---------- Metin Alıntısı

Tek Parti döneminin 1930’lu yıllarında Kadro dergisi etrafında yeni tür devletçilik geliştiren ekip ise tam manasıyla tezli aydın kategorisine yerleştirilebilir. Pertev Naili Boratav’dan Behice Boran’a, Mehmet Ali Aybar’a, 1960 sonrası palazlanan genç akademisyenlere kadar sosyalizmi farklı tonlarda savunan, sol Kemalizmi çoğaltan aydınlar da etkinlik göstermiştir. 

Tek Parti sonrası sosyalist, İslamcı, milliyetçi, muhafazakar tüm aydınlar “tezli”dir, Türkiye’nin kurtulması, büyüme ve güçlenmesi için bir model, fikir, program teklifinde bulunmuşlardır.

--------------------

▶ _Görevler_
1. Tezli aydınlara dair metne göre, Tek Parti döneminin 1930'lu yıllarında yeni tür devletçilik geliştiren ekip hangi dergi etrafında toplanmıştı?
2. Tezli aydınlara dair metinden "Tek Parti döneminin" ile başlayıp "da etkinlik göstermiştir." ifadesine kadar uzanan bölümü hiçbir değişiklik yapmadan yazın.
Yanıt verirken yalnızca metinde yazanlara dayanın.

---------- Kayıt Listesi

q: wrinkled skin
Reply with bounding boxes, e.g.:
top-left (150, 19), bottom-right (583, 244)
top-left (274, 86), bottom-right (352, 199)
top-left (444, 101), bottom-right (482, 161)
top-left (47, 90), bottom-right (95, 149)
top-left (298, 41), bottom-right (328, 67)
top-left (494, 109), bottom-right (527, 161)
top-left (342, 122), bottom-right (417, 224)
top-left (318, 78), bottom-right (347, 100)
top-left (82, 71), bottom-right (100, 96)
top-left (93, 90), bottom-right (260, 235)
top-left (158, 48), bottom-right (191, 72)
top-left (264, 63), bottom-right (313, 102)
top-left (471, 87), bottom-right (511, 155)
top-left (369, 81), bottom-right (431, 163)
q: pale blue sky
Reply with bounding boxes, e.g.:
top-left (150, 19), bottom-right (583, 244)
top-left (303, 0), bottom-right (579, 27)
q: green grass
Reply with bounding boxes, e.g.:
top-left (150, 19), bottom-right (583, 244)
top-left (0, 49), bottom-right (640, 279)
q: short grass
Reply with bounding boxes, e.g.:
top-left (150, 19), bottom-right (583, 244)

--------------------
---------- Kayıt Listesi

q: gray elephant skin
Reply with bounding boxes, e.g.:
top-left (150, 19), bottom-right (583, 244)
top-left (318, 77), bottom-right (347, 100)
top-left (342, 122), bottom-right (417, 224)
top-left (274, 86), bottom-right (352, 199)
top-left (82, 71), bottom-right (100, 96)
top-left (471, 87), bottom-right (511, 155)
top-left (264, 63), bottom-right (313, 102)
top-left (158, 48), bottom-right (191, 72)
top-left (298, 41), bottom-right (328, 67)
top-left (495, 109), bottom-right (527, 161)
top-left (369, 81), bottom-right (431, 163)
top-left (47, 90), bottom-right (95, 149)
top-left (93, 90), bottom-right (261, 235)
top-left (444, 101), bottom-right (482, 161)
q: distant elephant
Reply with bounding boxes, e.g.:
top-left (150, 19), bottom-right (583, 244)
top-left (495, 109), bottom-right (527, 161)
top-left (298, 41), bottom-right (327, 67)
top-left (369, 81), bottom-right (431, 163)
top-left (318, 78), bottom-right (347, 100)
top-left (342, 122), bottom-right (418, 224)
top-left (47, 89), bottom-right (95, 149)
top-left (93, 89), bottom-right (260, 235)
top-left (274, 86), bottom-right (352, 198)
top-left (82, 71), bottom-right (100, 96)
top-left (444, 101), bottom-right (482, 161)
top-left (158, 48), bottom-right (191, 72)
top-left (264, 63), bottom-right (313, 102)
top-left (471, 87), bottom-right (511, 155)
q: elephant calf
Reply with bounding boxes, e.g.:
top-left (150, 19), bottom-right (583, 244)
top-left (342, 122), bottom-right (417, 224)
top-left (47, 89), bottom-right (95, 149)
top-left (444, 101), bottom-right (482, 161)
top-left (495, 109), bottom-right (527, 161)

--------------------
---------- Kayıt Listesi

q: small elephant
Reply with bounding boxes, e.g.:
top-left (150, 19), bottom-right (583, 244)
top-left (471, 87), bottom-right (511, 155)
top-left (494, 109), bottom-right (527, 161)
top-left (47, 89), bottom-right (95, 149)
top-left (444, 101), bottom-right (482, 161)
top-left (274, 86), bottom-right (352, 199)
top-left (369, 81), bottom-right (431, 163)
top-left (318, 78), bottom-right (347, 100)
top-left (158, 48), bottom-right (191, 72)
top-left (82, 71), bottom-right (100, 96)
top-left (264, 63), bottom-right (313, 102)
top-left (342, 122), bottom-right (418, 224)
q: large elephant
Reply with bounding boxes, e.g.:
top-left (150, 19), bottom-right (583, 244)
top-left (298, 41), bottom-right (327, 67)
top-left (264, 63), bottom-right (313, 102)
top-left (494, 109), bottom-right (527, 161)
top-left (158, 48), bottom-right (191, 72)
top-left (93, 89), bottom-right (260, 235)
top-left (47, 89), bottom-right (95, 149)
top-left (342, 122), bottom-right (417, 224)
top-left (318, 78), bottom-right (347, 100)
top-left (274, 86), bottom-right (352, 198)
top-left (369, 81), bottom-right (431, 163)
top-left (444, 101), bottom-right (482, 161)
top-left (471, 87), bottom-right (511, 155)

--------------------

▶ _Görev Sonuçları_
1. Kadro dergisi etrafında.

2.
Tek Parti döneminin 1930’lu yıllarında Kadro dergisi etrafında yeni tür devletçilik geliştiren ekip ise tam manasıyla tezli aydın kategorisine yerleştirilebilir. Pertev Naili Boratav’dan Behice Boran’a, Mehmet Ali Aybar’a, 1960 sonrası palazlanan genç akademisyenlere kadar sosyalizmi farklı tonlarda savunan, sol Kemalizmi çoğaltan aydınlar da etkinlik göstermiştir.